(Entries for bounding box labeling)
* begin *
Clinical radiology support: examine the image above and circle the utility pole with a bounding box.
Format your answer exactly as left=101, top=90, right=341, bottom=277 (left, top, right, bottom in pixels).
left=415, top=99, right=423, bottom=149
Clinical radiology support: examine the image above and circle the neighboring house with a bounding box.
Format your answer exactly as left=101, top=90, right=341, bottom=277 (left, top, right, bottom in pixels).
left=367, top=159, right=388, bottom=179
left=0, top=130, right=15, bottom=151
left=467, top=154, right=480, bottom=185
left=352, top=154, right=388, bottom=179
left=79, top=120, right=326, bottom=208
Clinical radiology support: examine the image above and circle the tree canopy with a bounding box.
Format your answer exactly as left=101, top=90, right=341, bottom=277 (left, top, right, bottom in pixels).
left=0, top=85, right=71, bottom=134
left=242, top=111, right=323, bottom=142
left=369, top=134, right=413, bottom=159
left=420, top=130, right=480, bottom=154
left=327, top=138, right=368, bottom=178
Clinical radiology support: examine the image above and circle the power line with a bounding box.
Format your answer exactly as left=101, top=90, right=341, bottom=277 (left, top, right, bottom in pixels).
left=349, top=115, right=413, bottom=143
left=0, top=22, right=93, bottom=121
* end *
Copy out all the entries again, changing "circle" to "outline" each time it appears and leaving every other part unchanged.

**Solution**
Clinical radiology support: examine the image above and outline the utility pole with a bounding box.
Format your answer exactly as left=101, top=90, right=341, bottom=277 (left, top, right, bottom in pixels).
left=415, top=99, right=423, bottom=149
Clinical radiology support: examine the image above and outline the neighboring house with a bounding box.
Format your answer exactly as left=101, top=90, right=341, bottom=277 (left, top, right, bottom in pixels).
left=367, top=159, right=388, bottom=179
left=0, top=130, right=15, bottom=151
left=467, top=154, right=480, bottom=185
left=352, top=154, right=388, bottom=179
left=79, top=120, right=326, bottom=208
Clinical radiology support: examine the image above and outline the tree canopy with a bounding box.
Format your answer exactly as left=101, top=90, right=341, bottom=277 (left, top, right, bottom in pixels).
left=0, top=85, right=71, bottom=134
left=242, top=111, right=323, bottom=142
left=369, top=134, right=413, bottom=159
left=420, top=130, right=480, bottom=154
left=327, top=138, right=368, bottom=178
Clinical radiology support: examine the image above and outline the power line with a bounding box.
Format your answer exactly as left=101, top=90, right=341, bottom=277 (left, top, right, bottom in pixels).
left=349, top=115, right=413, bottom=143
left=0, top=22, right=93, bottom=121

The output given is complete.